• SUPPLIED RECORDS:
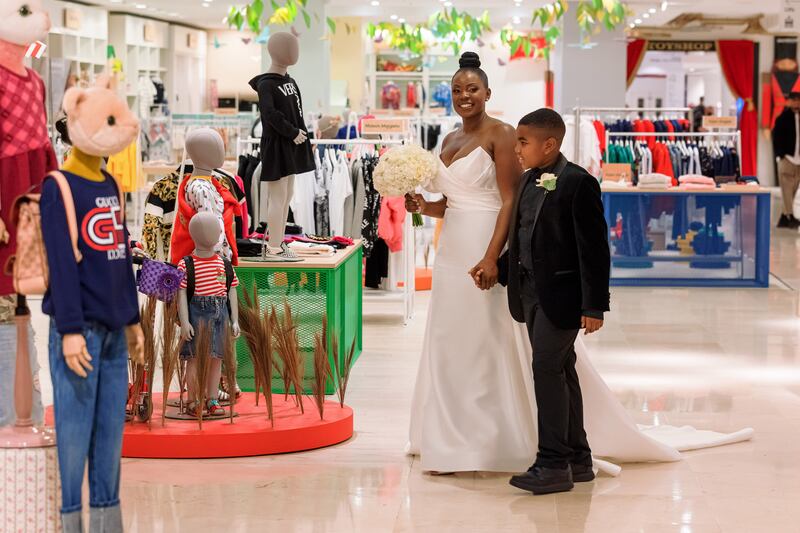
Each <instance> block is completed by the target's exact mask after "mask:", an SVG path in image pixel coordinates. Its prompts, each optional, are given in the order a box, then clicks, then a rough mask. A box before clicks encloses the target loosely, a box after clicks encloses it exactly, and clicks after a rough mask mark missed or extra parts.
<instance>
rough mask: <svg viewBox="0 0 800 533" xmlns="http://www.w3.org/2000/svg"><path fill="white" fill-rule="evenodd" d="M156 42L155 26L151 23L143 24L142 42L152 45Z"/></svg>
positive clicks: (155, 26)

--

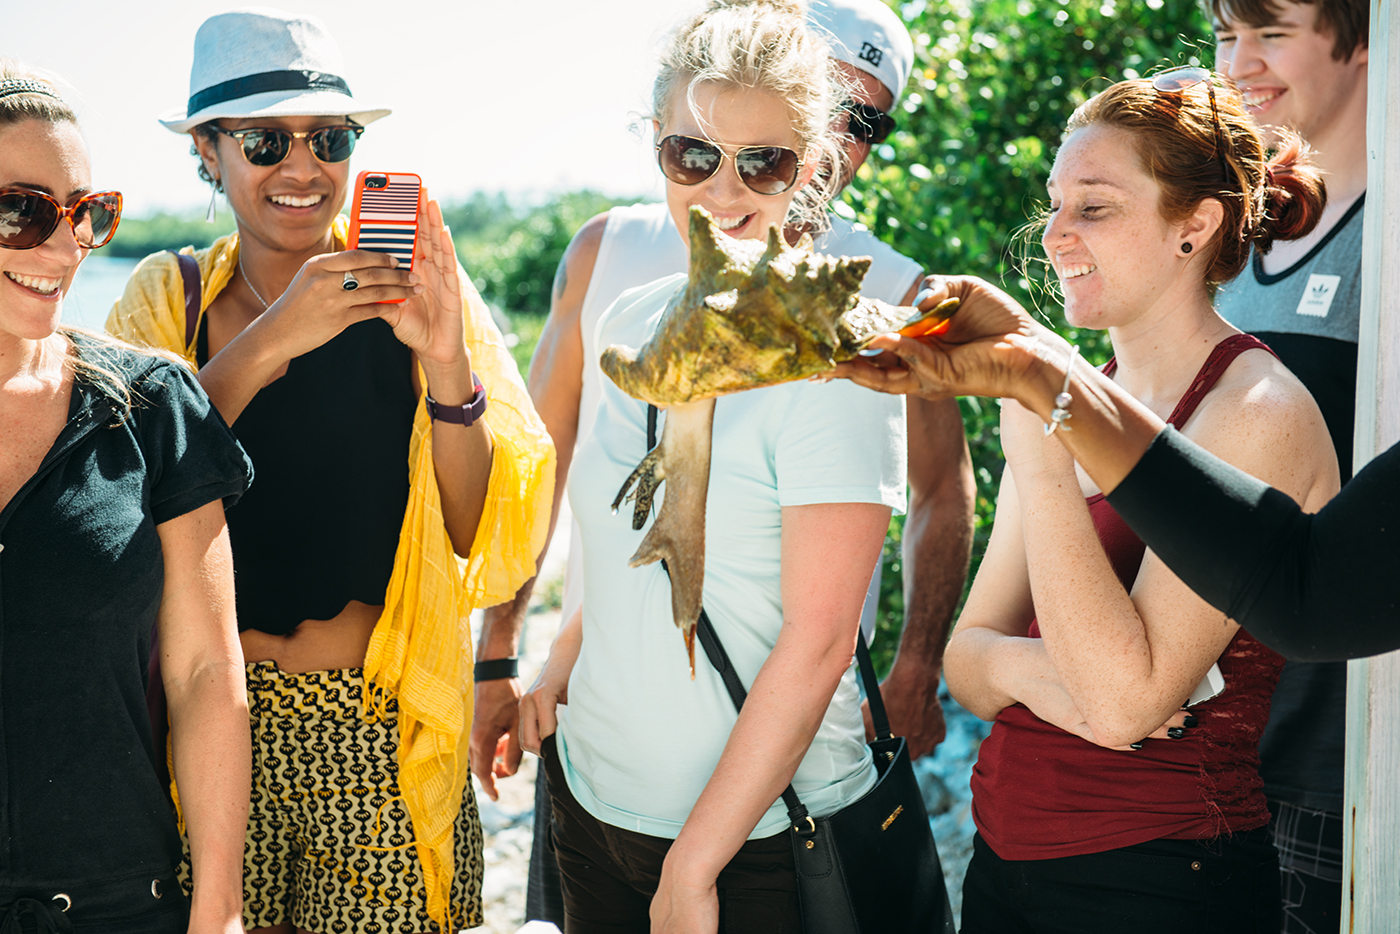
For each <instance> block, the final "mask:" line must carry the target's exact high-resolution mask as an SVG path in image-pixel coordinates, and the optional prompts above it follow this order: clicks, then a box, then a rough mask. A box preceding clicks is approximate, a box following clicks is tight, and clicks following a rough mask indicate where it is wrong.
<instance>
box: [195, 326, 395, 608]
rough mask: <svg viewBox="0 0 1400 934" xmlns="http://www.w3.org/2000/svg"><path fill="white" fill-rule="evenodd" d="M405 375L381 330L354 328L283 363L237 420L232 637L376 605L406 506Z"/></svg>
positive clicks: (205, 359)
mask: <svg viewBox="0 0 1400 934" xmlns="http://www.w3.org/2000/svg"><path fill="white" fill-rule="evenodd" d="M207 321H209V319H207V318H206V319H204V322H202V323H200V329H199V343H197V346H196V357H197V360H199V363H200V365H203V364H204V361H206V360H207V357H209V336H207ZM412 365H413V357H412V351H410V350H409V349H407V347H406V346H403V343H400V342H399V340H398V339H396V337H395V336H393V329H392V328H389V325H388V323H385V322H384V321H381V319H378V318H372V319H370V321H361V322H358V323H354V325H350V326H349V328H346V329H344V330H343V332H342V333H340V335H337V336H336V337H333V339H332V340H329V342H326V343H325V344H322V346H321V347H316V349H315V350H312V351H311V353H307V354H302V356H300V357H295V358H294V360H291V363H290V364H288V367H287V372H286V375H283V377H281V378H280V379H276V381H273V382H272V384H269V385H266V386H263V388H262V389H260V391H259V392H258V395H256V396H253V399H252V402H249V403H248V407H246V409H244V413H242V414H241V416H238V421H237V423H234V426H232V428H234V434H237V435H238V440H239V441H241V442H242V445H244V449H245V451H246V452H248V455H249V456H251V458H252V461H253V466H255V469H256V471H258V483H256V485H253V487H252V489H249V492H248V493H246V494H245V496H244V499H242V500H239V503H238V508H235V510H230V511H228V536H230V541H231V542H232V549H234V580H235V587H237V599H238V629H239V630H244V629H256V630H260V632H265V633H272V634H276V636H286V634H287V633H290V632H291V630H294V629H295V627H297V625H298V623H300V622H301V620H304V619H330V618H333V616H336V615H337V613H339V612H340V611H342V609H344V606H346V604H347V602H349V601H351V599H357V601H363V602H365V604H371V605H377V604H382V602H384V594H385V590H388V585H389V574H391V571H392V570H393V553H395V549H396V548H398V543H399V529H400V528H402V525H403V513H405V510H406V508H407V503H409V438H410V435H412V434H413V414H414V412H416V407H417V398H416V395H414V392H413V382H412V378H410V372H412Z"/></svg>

• PROBLEM DESCRIPTION:
Working from the data above, extract solely the lines from the one containing "42L155 26L151 23L143" through the one containing "positive clicks: (155, 26)", exactly as they appear, both included.

• ANSWER SPACE:
rough mask: <svg viewBox="0 0 800 533" xmlns="http://www.w3.org/2000/svg"><path fill="white" fill-rule="evenodd" d="M156 42L155 26L151 23L143 24L142 42L152 45Z"/></svg>
positive clicks: (155, 26)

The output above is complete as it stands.